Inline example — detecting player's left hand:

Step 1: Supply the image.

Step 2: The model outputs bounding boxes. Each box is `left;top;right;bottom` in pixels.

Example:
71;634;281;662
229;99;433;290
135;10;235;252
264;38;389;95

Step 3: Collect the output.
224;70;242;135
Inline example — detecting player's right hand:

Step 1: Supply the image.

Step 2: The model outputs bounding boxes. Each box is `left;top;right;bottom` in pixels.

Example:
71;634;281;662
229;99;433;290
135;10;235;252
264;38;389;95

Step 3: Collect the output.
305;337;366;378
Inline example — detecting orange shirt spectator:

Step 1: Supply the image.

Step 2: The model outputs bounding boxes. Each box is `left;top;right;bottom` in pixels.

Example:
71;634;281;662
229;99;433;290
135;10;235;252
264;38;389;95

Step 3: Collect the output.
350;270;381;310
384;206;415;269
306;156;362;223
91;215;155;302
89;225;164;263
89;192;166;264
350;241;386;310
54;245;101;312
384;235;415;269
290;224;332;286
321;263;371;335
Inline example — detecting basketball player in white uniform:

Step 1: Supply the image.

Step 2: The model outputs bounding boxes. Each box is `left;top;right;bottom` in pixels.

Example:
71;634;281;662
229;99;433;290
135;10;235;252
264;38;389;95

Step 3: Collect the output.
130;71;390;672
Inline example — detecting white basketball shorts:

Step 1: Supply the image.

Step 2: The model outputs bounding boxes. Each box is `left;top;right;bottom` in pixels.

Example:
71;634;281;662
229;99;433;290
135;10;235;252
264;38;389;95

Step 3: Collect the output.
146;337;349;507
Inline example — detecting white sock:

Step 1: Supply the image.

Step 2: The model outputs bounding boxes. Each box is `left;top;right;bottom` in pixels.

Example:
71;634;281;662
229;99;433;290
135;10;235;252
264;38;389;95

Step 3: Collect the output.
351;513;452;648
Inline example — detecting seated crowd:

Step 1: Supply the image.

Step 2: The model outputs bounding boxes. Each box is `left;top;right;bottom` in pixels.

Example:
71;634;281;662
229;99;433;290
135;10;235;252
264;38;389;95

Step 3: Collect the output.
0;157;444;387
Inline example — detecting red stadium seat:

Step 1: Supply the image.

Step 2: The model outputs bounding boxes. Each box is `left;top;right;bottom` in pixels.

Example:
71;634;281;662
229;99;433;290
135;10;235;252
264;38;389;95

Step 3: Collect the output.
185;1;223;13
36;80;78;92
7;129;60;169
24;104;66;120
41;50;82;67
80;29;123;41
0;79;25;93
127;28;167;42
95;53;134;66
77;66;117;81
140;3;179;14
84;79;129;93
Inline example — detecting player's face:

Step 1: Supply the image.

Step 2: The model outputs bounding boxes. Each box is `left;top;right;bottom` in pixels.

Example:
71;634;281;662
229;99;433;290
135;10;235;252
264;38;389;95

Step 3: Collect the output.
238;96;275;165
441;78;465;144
-------
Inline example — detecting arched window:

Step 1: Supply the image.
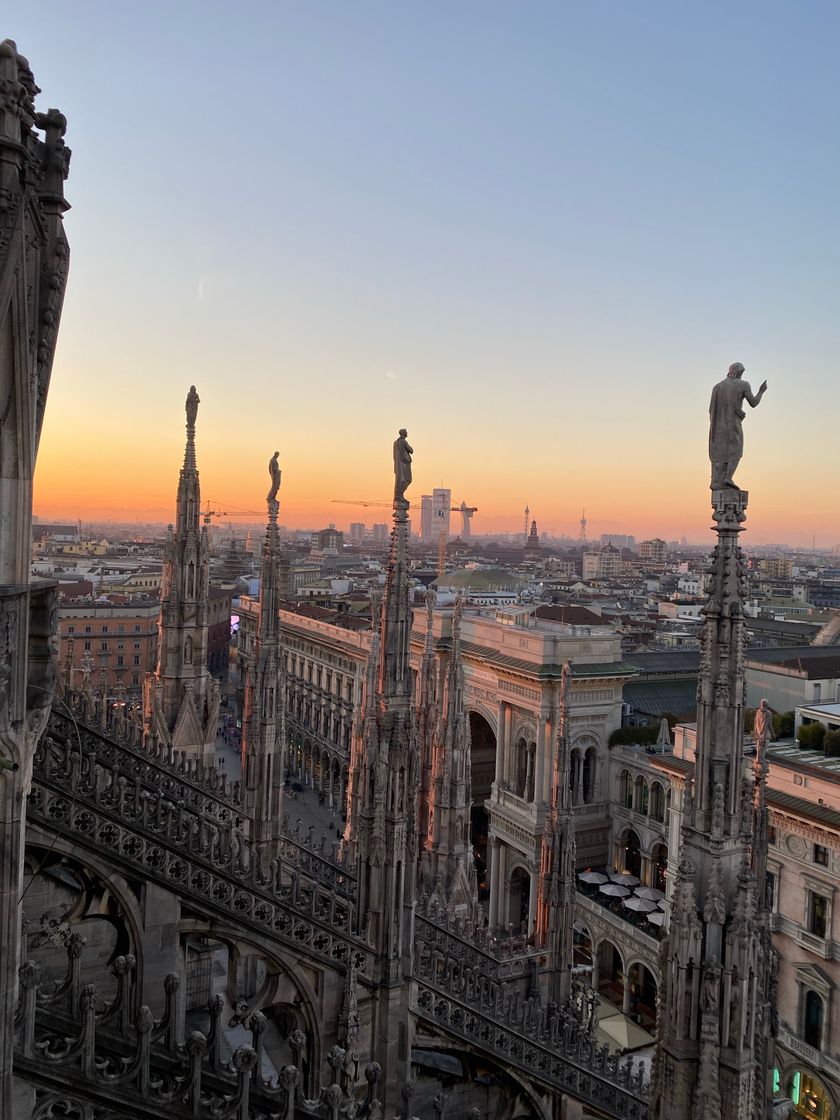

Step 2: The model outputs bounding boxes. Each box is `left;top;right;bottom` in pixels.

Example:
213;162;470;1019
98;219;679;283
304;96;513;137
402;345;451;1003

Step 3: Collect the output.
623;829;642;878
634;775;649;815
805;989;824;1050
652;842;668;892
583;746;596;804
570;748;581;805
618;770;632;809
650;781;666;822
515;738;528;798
-------
Using the data above, return the lines from the one holding "Inline example — detecting arched" through the one holding "402;345;451;1003" exactly, but not the pictures.

Inline example — detecting arched window:

Step 1: Supply the image.

Step 2: The model outputs bounding boxes. Each box is `left;top;right;bottom` in pixels.

Example:
213;162;470;1019
98;219;679;283
304;96;513;137
402;345;451;1003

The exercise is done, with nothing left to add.